>> start Extract to read

Respondent - Appellee.

No. 02-7008

(No. 01-CV-238-P)

(E.D. Oklahoma)


Before EBEL, LUCERO, and O'BRIEN, Circuit Judges.

Pro se petitioner Jason Blake Shoemake, an Oklahoma state prisoner, seeks a certificate of appealability ("COA") pursuant to 28 U.S.C. § 2253(c) to challenge the district court's dismissal of his petition for a writ of habeas corpus as time-barred. We deny Shoemake's application for a COA and dismiss this matter.

On April 7, 1994, Shoemake pled guilty to two counts of unlawful delivery of amphetamine within one-thousand feet of a school. He received two five-year deferred sentences, but on September 15, 1995, the deferred sentences were accelerated due to a parole violation. Shoemake did not seek to withdraw his plea or appeal to the Oklahoma Court of Criminal Appeals, so his conviction became final ten days after his sentencing at the acceleration hearing. See Okla. Stat. tit. 22, Ch. 18, App., Rule 4.1 (1986) (current version at Rule 4.2). His conviction thus became final on September 25, 1995. Shoemake did not file an application for post-conviction relief in state court until April 28, 2000. The application was denied, and that decision was affirmed on appeal on August 8, 2000. Shoemake filed a petition for a writ of habeas corpus on April 30, 2001.

This Court may issue a COA only if an applicant "has made a substantial showing of the denial of a constitutional right." 28 U.S.C. § 2253(c)(2). Meeting this standard requires "a demonstration that . . . includes showing that reasonable jurists could debate whether (or, for that matter, agree that) the petition should have been resolved in a different manner or that the issues presented were 'adequate to deserve encouragement to proceed further.'" Slack v. McDaniel, 529 U.S. 473, 484 (2000) (quoting Barefoot v. Estelle, 463 U.S. 880, 893 n.4 (1983)). We review the legal conclusions of a district court in a habeas proceeding de novo. Martin v. Kaiser, 907 F.2d 931, 933 (10th Cir. 1990).

>> end Extract to read

Required actions
(a) Name every full date (month, day, and year) that appears in the court order.
(b) Please copy a passage of the court order word for word, beginning at the words "On April 7, 1994, Shoemake" and stopping after "April 30, 2001.".
Work from the court order alone.

>> start Given records

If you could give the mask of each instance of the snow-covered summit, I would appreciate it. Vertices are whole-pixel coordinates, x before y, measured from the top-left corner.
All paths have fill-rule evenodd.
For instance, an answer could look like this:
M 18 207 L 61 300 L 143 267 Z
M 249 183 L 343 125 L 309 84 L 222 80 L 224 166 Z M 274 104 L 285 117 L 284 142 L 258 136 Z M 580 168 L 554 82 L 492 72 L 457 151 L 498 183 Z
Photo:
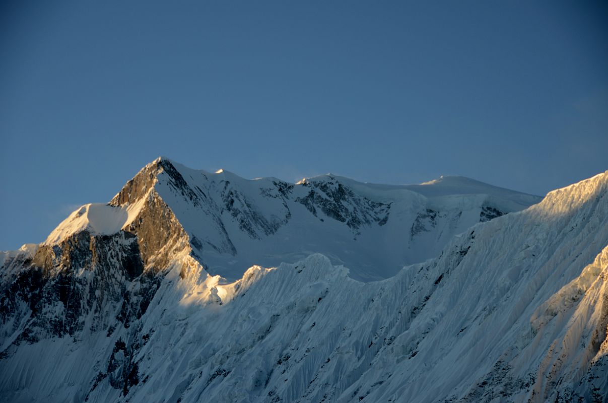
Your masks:
M 0 401 L 606 401 L 608 171 L 502 215 L 487 194 L 214 175 L 159 160 L 64 238 L 6 255 Z M 383 243 L 407 255 L 445 232 L 428 260 L 352 278 L 388 272 Z M 269 244 L 286 263 L 233 281 L 201 264 Z M 334 263 L 366 253 L 376 266 Z
M 329 174 L 291 184 L 161 157 L 111 204 L 133 209 L 150 191 L 174 214 L 193 256 L 232 280 L 252 264 L 276 266 L 314 252 L 347 266 L 356 278 L 386 278 L 435 256 L 471 226 L 541 199 L 467 178 L 389 185 Z

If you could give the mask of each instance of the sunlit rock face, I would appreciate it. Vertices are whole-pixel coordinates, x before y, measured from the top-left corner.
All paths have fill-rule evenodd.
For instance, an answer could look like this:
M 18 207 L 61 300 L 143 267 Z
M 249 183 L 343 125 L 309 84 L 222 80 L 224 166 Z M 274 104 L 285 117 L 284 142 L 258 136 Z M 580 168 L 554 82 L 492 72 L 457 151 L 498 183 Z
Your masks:
M 0 254 L 0 401 L 606 401 L 607 193 L 159 159 Z

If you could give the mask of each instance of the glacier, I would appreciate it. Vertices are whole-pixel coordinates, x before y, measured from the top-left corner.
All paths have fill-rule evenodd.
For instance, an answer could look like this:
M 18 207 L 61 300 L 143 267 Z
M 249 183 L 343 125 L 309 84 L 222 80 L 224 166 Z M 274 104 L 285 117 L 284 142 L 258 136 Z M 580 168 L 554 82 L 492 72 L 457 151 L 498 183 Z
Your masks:
M 0 253 L 0 400 L 606 402 L 607 191 L 159 159 Z

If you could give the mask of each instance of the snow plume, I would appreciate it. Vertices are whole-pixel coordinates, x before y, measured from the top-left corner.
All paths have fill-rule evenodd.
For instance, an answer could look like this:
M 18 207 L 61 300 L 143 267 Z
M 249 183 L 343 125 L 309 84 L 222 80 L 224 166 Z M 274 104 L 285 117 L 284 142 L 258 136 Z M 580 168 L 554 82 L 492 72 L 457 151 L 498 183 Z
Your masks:
M 252 234 L 261 238 L 254 245 L 286 236 L 280 228 L 297 218 L 293 206 L 310 215 L 301 217 L 315 216 L 299 202 L 290 204 L 295 187 L 272 180 L 237 186 L 238 177 L 226 171 L 173 171 L 161 162 L 112 200 L 112 208 L 122 209 L 144 201 L 116 233 L 87 224 L 57 243 L 4 258 L 0 400 L 601 402 L 608 396 L 608 172 L 519 212 L 488 216 L 446 240 L 435 257 L 381 281 L 358 281 L 336 264 L 344 244 L 331 257 L 309 253 L 274 268 L 254 266 L 230 280 L 211 274 L 207 257 L 236 260 Z M 224 176 L 208 176 L 216 179 L 197 189 L 190 179 L 196 175 Z M 356 215 L 371 223 L 359 239 L 365 229 L 384 227 L 369 218 L 383 211 L 374 203 L 393 203 L 388 226 L 392 215 L 407 211 L 405 201 L 429 202 L 407 189 L 378 193 L 339 178 L 317 181 L 297 191 L 325 195 L 310 199 L 316 222 L 334 220 L 354 235 L 359 230 L 332 212 L 346 218 L 347 210 L 367 206 Z M 232 196 L 215 199 L 213 188 Z M 255 198 L 261 191 L 275 204 Z M 465 215 L 471 210 L 463 206 L 479 205 L 476 197 L 432 201 L 458 206 Z M 217 213 L 209 200 L 224 210 Z M 502 207 L 515 202 L 502 200 Z M 264 226 L 272 208 L 264 209 L 283 202 L 287 221 L 274 221 L 281 223 L 276 230 Z M 202 211 L 217 215 L 196 218 Z M 440 213 L 425 207 L 420 228 L 440 225 L 443 212 L 433 211 Z M 254 212 L 266 221 L 254 220 Z M 217 226 L 205 233 L 186 218 Z M 249 229 L 236 232 L 247 222 Z M 282 252 L 275 253 L 286 260 L 296 256 Z

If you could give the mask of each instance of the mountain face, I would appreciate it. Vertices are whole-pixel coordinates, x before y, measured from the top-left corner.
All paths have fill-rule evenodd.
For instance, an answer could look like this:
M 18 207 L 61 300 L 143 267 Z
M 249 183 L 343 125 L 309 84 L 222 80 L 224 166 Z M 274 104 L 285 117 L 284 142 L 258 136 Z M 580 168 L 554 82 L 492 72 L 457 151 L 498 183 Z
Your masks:
M 0 401 L 607 401 L 607 193 L 159 159 L 0 253 Z

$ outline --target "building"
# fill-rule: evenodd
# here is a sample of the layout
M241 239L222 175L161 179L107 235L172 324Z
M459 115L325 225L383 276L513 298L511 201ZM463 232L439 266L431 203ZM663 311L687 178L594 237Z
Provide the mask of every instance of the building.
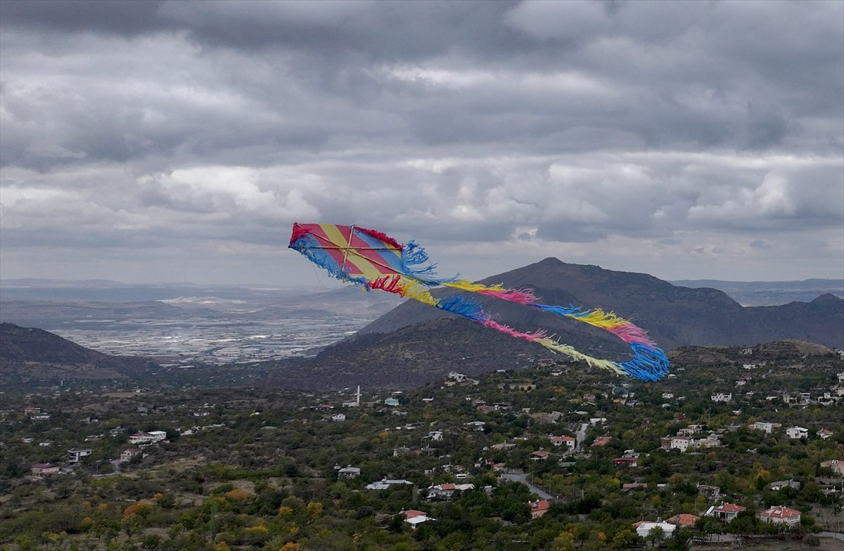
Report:
M786 435L788 438L796 440L798 438L809 438L809 429L803 427L790 427L786 429Z
M73 448L73 450L68 450L68 461L72 463L78 463L82 461L83 457L91 455L91 451L89 449L77 450Z
M410 527L414 530L416 527L422 524L423 522L428 522L429 521L436 521L436 518L431 518L428 516L428 513L423 510L406 510L404 511L404 521L410 525Z
M450 500L455 492L468 492L474 489L474 484L454 484L446 483L428 488L429 500Z
M784 488L793 488L794 489L800 489L800 483L797 480L777 480L776 482L772 482L768 484L768 488L772 490L778 491Z
M413 485L414 483L409 480L392 480L389 478L381 478L378 482L373 482L368 483L365 486L366 489L389 489L392 486L398 486L401 484L410 484Z
M528 505L530 506L530 517L531 520L536 520L547 513L549 510L551 509L551 504L545 500L537 500L536 501L528 501Z
M164 430L151 430L149 432L136 432L129 436L129 444L154 444L167 440L167 433Z
M548 451L545 451L544 450L537 450L536 451L531 451L529 454L528 454L528 457L531 461L544 461L545 459L548 459L548 456L549 455L551 454L549 453Z
M821 467L826 467L832 469L835 473L838 474L844 475L844 461L840 461L838 459L830 459L829 461L820 462Z
M771 507L759 514L759 520L787 527L800 525L800 511L788 507Z
M360 476L360 467L352 467L349 465L337 471L337 478L340 480L344 478L357 478Z
M666 537L671 537L674 535L674 530L677 528L676 525L668 522L648 522L647 521L636 522L633 526L636 527L636 535L640 537L647 537L654 528L662 528L663 535Z
M818 436L820 436L821 440L826 440L827 438L830 438L830 437L832 436L833 432L831 430L830 430L829 429L821 429L820 430L819 430L818 432L816 432L814 434L817 435Z
M697 515L681 513L679 515L674 515L671 518L666 519L665 521L671 524L676 524L679 527L693 527L699 520L701 520L701 517Z
M138 456L141 453L140 448L127 448L123 450L120 454L120 462L125 463L127 461L131 461L133 457Z
M704 515L730 522L738 513L745 509L747 507L742 507L733 503L722 503L720 505L712 505L706 510Z
M557 447L565 446L565 449L571 451L575 449L577 441L571 436L551 436L551 444Z
M752 424L749 424L747 428L749 430L761 430L762 432L771 435L774 432L774 429L779 429L782 424L779 423L766 423L763 421L757 421Z
M30 467L34 477L51 477L62 473L62 467L52 463L35 463Z

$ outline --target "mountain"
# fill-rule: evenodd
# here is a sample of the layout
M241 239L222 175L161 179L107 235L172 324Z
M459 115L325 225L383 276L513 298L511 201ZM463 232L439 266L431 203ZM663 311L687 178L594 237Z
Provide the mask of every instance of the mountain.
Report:
M100 354L41 329L0 323L0 386L68 379L127 380L158 367L148 359Z
M774 306L795 300L809 302L821 294L844 298L844 279L803 281L719 281L681 279L672 281L681 287L708 287L729 294L744 306Z
M844 348L844 300L744 307L726 293L675 286L643 273L605 270L546 258L488 278L486 284L530 288L545 304L613 311L647 330L666 350L687 345L749 346L798 339ZM451 294L445 290L440 295ZM607 332L488 297L473 296L499 322L521 331L542 327L596 357L625 359L629 349ZM451 370L473 375L518 369L538 359L566 359L462 317L408 300L327 348L306 364L279 373L285 387L376 384L408 388Z

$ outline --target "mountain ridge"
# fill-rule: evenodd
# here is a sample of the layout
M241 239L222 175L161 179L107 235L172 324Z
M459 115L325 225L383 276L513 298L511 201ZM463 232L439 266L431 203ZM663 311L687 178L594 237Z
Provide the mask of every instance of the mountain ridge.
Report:
M543 304L613 311L647 330L665 350L687 345L751 346L787 339L844 348L844 300L832 294L808 303L742 306L717 289L679 287L649 274L567 264L553 257L480 283L529 288ZM455 293L441 289L434 294ZM544 328L560 342L590 355L622 361L630 358L626 345L608 332L521 305L473 294L472 298L496 321L518 331ZM565 359L543 347L408 300L355 335L326 348L298 368L298 373L285 372L278 383L333 381L349 386L369 378L405 387L413 381L433 380L449 370L476 374L518 369L538 359Z

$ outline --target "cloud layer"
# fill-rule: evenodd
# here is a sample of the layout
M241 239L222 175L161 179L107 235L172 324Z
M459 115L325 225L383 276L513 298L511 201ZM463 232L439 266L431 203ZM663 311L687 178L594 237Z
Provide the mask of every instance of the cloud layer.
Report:
M840 2L0 14L0 275L311 283L290 224L483 278L844 277Z

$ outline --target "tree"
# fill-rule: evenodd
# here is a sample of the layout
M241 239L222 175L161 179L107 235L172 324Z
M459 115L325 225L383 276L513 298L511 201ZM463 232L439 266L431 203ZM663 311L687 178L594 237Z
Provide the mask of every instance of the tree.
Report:
M663 539L665 538L665 531L663 530L663 527L653 527L647 531L647 536L645 537L645 541L651 544L651 547L658 547L660 543L663 543Z

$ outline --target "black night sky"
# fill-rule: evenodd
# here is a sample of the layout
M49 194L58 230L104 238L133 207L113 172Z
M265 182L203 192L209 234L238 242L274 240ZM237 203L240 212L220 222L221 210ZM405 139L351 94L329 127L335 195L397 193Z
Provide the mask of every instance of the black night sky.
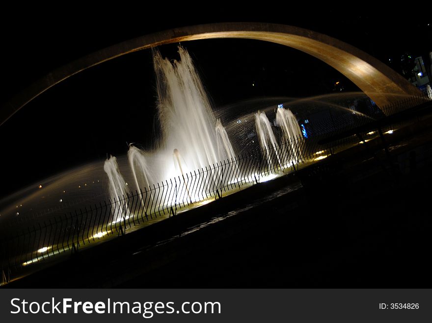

>> end Given records

Answers to the exercise
(a)
April 7, 1994
September 15, 1995
September 25, 1995
April 28, 2000
August 8, 2000
April 30, 2001

(b)
On April 7, 1994, Shoemake pled guilty to two counts of unlawful delivery of amphetamine within one-thousand feet of a school. He received two five-year deferred sentences, but on September 15, 1995, the deferred sentences were accelerated due to a parole violation. Shoemake did not seek to withdraw his plea or appeal to the Oklahoma Court of Criminal Appeals, so his conviction became final ten days after his sentencing at the acceleration hearing. See Okla. Stat. tit. 22, Ch. 18, App., Rule 4.1 (1986) (current version at Rule 4.2). His conviction thus became final on September 25, 1995. Shoemake did not file an application for post-conviction relief in state court until April 28, 2000. The application was denied, and that decision was affirmed on appeal on August 8, 2000. Shoemake filed a petition for a writ of habeas corpus on April 30, 2001.